<<<<
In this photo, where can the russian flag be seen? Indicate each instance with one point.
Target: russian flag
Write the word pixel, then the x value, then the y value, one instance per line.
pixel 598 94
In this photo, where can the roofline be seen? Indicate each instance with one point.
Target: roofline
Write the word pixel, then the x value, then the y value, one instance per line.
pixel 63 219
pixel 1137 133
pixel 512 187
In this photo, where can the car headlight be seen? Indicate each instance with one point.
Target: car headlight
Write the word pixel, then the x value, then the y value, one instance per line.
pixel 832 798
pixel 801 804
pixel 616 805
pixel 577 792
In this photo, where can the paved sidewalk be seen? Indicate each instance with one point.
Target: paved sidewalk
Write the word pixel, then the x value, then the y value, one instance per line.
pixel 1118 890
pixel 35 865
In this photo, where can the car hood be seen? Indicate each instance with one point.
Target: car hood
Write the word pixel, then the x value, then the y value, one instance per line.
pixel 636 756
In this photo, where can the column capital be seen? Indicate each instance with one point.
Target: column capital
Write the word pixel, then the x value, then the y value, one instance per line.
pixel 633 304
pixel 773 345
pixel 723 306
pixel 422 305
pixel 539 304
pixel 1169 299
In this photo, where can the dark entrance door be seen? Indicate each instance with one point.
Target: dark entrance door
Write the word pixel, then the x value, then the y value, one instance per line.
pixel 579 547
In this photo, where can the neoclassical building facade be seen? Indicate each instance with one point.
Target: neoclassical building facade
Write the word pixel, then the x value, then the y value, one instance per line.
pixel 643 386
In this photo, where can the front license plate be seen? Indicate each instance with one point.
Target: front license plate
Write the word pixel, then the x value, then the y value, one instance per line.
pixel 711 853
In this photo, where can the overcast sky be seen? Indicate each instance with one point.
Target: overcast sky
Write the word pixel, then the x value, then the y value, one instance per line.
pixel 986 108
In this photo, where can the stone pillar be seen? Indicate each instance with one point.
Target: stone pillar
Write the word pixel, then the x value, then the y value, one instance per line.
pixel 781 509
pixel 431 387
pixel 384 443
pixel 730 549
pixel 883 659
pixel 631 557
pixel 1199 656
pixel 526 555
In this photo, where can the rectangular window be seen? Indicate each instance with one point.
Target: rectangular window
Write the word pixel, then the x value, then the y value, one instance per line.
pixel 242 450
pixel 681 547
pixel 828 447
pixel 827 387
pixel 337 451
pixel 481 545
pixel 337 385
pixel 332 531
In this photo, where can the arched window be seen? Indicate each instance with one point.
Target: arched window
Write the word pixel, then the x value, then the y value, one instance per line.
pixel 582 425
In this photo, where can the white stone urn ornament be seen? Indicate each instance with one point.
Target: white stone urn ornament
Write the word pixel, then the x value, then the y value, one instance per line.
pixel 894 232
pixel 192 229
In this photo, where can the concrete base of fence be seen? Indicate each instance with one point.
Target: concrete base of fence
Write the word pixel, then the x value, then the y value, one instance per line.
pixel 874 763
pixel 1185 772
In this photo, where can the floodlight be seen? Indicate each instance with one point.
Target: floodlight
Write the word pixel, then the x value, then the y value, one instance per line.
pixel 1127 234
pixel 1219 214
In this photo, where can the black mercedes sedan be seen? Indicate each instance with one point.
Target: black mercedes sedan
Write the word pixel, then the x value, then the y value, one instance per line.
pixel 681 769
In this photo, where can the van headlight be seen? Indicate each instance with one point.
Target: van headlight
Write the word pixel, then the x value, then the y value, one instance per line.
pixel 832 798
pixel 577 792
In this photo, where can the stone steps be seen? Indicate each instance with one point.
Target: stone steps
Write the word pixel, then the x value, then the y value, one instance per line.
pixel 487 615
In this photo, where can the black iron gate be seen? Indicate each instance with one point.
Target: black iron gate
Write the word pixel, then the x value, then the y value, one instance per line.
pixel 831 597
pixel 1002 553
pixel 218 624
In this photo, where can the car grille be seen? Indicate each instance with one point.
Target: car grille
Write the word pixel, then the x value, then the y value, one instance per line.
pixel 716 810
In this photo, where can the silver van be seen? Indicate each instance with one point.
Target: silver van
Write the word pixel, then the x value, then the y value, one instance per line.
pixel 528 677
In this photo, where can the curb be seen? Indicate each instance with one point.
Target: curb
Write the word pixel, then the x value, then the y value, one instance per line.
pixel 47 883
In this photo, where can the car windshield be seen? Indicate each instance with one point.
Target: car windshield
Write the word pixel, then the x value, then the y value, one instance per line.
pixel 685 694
>>>>
> **TASK DESCRIPTION**
Convert the entries starting at the line containing "In this photo, where can the front" and ending at the line containing "pixel 582 425" into a two-column CSV with the headers text and answer. Give one row per entry, with each field enclosed in double quotation marks and its line breaks replaced by spaces.

> **THE REPLY**
text,answer
"In this photo, where can the front license plate be seen? Indicate each instance with one point. Target: front license plate Write the word pixel, then the x value, then the y value, one instance per line.","pixel 711 853"
"In this photo, where can the overcast sky be seen? Indicate each instance with one point. Target: overcast sky Write the word pixel, then the x value, then the y value, one instance per line.","pixel 986 108"
"In this photo, where can the stone pillar be seen? Indicate each instance with one point. Target: stone pillar Write the word pixel, then the x value, then the y value, one instance per line.","pixel 781 509 pixel 431 387 pixel 384 443 pixel 730 549 pixel 883 659 pixel 631 557 pixel 1199 656 pixel 526 555"
"In this photo, where can the rectangular window be seen? Indicate each instance with one point. Target: rectangular window Write the word pixel, then the x value, then the y value, one instance per line.","pixel 242 450 pixel 681 547 pixel 828 447 pixel 827 387 pixel 337 451 pixel 481 545 pixel 337 385 pixel 332 531"
"In this photo, where can the arched window be seen? Indicate each instance with one point. Target: arched window Write the word pixel, then the x value, then the y value, one instance per line.","pixel 582 425"